*Task prompt*. Rewrite all of the material below, requests included, increasing every coordinate in the answers by 83, and leave the pictures out.

[Pointing records for named objects]
-=-=-=-=-

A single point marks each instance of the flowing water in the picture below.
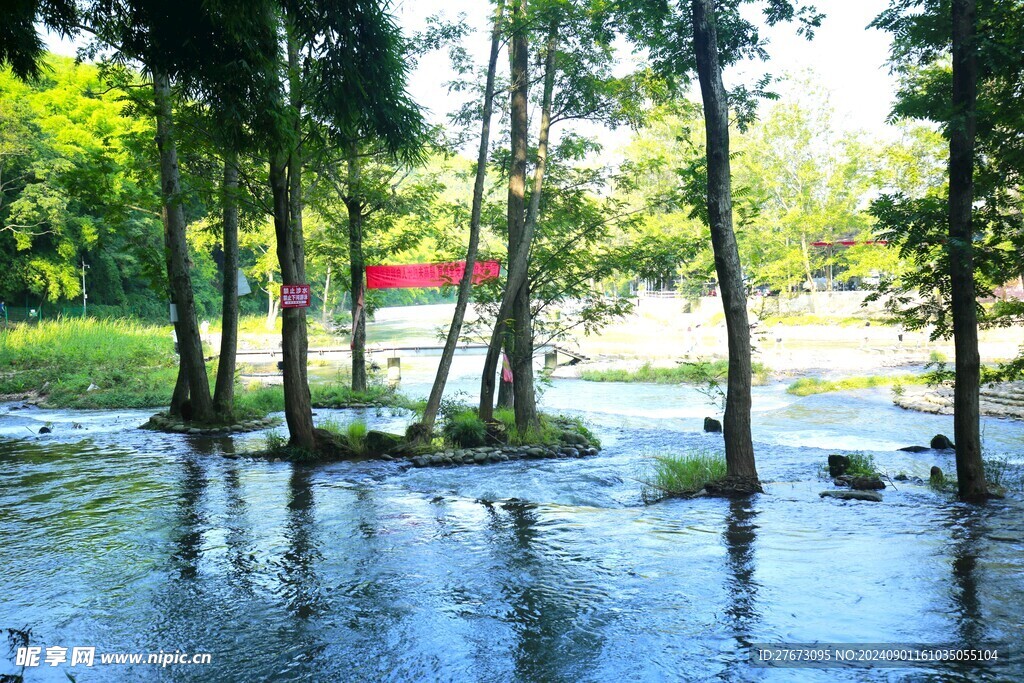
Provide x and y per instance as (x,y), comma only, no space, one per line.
(532,570)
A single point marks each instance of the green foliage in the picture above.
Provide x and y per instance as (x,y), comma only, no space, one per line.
(915,219)
(807,386)
(258,400)
(355,435)
(75,186)
(686,373)
(861,465)
(341,395)
(465,430)
(132,365)
(682,475)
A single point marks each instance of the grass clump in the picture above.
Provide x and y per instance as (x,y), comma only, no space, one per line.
(340,395)
(553,430)
(861,465)
(683,475)
(127,364)
(465,429)
(807,386)
(685,373)
(355,435)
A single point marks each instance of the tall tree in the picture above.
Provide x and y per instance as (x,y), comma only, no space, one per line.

-=-=-=-=-

*Answer for the task*.
A single point marks each instance of the flowing water in the picture below.
Provide x and y per instance as (x,y), comma only, no space, one per line.
(615,653)
A single point marks each instance of the green foliage in the picture above.
Provide x and y per instance as (x,y), comma only, no space, one per line.
(998,302)
(890,469)
(341,483)
(438,518)
(158,269)
(769,456)
(944,548)
(424,478)
(548,513)
(215,448)
(765,558)
A single point marks each instance of the grass clump in the picture above.
Provide x and y per instance as (x,y), comma only, no space, one per line.
(423,478)
(636,513)
(944,548)
(766,558)
(210,447)
(548,512)
(890,469)
(768,456)
(438,518)
A single point marks each instance of the tall tree in the picture above.
Provide x and y per instance as (x,y), comma only, no space, one per line.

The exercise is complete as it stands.